[Dataset items]
□ □ □ □ □

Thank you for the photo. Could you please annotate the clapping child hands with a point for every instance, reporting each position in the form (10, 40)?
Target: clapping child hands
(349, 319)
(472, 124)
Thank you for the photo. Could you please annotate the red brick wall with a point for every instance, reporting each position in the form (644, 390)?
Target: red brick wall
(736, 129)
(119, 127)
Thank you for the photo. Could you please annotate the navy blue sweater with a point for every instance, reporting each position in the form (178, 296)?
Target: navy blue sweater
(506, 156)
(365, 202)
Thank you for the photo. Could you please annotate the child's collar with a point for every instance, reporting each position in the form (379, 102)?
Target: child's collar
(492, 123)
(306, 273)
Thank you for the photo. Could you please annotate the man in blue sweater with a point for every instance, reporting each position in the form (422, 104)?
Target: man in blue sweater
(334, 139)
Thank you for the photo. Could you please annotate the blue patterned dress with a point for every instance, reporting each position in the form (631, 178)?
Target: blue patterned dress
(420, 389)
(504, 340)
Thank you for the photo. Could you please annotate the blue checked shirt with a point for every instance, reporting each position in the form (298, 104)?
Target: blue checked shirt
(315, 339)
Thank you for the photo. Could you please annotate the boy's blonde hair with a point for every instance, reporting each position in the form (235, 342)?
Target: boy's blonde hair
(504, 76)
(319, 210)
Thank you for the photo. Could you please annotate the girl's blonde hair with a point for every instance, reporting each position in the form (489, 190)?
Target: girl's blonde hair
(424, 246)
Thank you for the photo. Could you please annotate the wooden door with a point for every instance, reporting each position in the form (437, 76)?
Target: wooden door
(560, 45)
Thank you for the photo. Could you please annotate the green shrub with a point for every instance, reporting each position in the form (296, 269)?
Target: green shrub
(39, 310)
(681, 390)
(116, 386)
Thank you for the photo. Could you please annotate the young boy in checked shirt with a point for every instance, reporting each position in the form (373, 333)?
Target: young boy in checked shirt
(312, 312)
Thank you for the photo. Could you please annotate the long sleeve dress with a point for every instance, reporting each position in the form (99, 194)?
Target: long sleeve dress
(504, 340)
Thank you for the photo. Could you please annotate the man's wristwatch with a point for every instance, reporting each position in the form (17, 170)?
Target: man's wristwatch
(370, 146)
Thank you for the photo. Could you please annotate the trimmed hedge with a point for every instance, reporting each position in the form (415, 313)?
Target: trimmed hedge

□ □ □ □ □

* WHAT YOU ARE ASKED TO DO:
Beginning with the line above that contains "Target: child's collar", copy each line exactly up to and including the line that contains "form (298, 104)?", and go no further.

* ANSWER TO THIS TASK:
Target: child's collar
(492, 123)
(306, 273)
Thank you for the photo. Could you please annotate the man in blue sweater with a point for every instance, reporting each position in the form (422, 104)?
Target: man in blue sweater
(334, 139)
Thank you for the photo. Could you please annotate the blue patterned dress with a point for every instance, reporting each position in the form (631, 178)?
Target: blue patterned dress
(420, 389)
(504, 340)
Thank you for the photo. Could you please annotate the blue checked shirt with a point for every instance, reporting each position in the form (298, 104)?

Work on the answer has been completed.